Breaking In A New Hospital (2000 - 2001)
The summer of 2000 was a time of adjustments. I had a new job, with a much longer commute, that kept me busier than I'd been in several years. Given that I was still, in effect, recuperating from surgery, I often came h ome from work exhausted, usually sleeping for at least an hour before dinner.
However, my physical strength eventually showed signs of improvement, and I was able to begin working out semi-regularly in the health club located in the building where I worked. Even better, my head was staying free of tumors; and the "stuff" in my lungs was at least remaining somewhat stable.
The next bunch of changes began, though following my lung checkup at Fox Chase in October. When I returned to the office, I was greeted with e-mail from the Human Resources department announcing that the medical benefits package would change come the first of the year. And that wasn't all...
When I came home that very afternoon, there was a letter from Dr. Sen announcing that he had left Mt. Sinai to become the chairman of the department at St. Luke's-Roosevelt Medical Center in New York City. I half-jokingly said to Ken, "I wonder whether Cr. Costantino would follow him - they're buddies."
________________
[REQUIREMENT 1]
Answer each question from the memoir excerpt.
(a) Where was the health club in which the narrator began working out?
(b) What change did the e-mail from the Human Resources department announce?
(c) What position did Dr. Sen leave Mt. Sinai to take?
[REQUIREMENT 2] Write the next part of the memoir excerpt, picking up after its final sentence.
The lines that come after the memoir excerpt are separate material and are not part of it.

[DATA FOR ANALYSIS]
________________
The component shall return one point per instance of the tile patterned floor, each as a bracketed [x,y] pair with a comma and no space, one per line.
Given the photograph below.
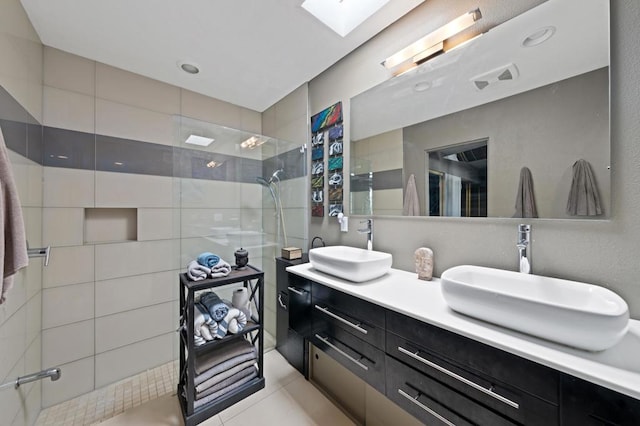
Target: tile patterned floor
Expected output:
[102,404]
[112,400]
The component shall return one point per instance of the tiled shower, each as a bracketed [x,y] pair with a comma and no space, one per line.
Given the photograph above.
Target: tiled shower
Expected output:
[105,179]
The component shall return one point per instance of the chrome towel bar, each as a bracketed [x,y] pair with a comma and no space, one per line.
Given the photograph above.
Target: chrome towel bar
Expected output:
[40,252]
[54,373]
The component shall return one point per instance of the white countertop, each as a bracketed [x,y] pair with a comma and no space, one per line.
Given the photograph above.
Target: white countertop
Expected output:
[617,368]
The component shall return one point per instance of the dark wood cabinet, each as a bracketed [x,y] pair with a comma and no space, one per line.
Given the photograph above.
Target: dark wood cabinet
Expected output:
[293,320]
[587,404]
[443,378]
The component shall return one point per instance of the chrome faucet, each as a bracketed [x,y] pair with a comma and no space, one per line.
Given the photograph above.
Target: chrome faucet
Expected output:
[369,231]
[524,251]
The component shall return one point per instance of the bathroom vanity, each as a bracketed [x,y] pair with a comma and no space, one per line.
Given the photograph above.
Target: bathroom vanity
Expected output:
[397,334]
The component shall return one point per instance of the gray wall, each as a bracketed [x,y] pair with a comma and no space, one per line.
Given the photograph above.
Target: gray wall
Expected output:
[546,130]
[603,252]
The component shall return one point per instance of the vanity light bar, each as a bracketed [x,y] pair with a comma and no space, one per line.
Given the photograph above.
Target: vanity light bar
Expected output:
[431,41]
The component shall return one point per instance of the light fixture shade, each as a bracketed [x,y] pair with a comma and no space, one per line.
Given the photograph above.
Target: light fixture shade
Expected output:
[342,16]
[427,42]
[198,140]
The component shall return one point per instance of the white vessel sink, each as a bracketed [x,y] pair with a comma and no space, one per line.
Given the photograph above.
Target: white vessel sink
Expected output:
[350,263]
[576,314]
________________
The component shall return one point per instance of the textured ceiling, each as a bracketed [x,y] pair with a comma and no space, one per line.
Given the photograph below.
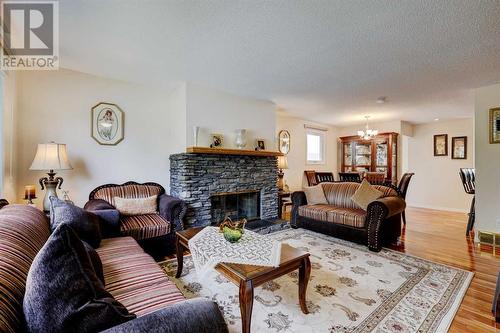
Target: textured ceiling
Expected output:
________________
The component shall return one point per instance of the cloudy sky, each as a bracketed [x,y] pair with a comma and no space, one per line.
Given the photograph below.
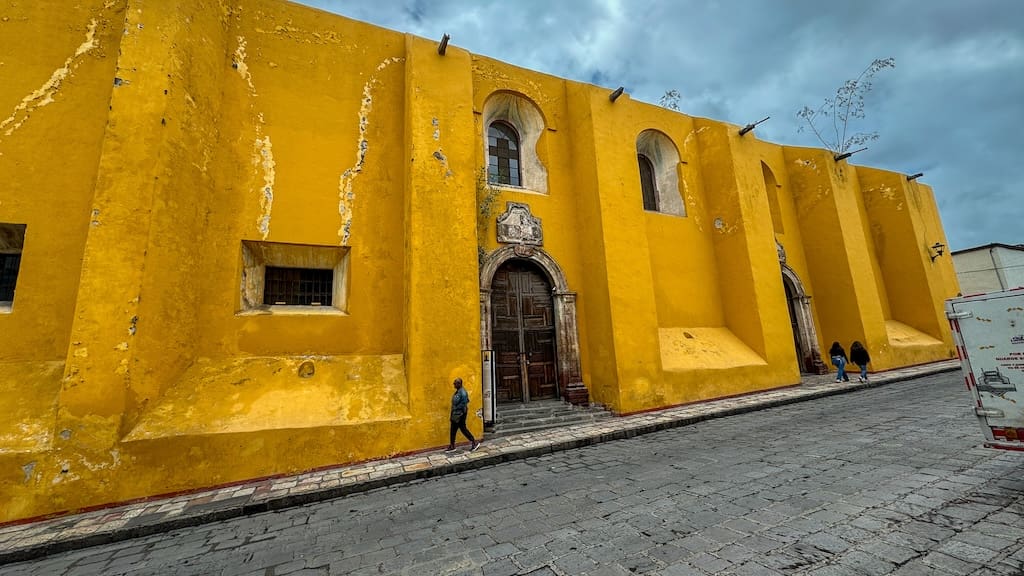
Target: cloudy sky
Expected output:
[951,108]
________________
[YOUR RESPONSE 1]
(a) It was in the building where the narrator worked.
(b) It announced that the medical benefits package would change at the first of the year.
(c) He became chairman of the department at St. Luke's-Roosevelt Medical Center in New York City.

[YOUR RESPONSE 2]
My answer came a few days later, via a letter from the Mt. Sinai Department of Otolaryngology, announcing that Dr. Costantino had indeed left for St. Luke's-Roosevelt. So, do we stick with the hospital - or follow the doctors? Although I would've had no problem returning to Dr. Urken, it was hard to forget how Mt. Sinai's chairman of neurosurgery refused to make a diagnosis back in December, 1998. So, we eventually decided to follow the doctors...
After the benefits change took effect, I had my next brain MRI in January. The report came back with some unpleasant-looking references to "new metastasis" - this time on the left side of the brain. It took Ken a little while to locate the area being referenced, and when he finally saw it, he commented, "It looks like a smudge." The new spot - which didn't resemble an average, well-defined tumor, was located above the left eyebrow, just below the hairline.
With these films in hand, we visited the doctors in their new home a week later; and Ken described "the smudge." Dr. Sen's reaction? "You know, any other neurosurgeon would say you're crazy - but it looks like a smudge." And so, we agreed to have another scan done in a few months to see whether this "smudge" would develop into something that looked more like a tumor.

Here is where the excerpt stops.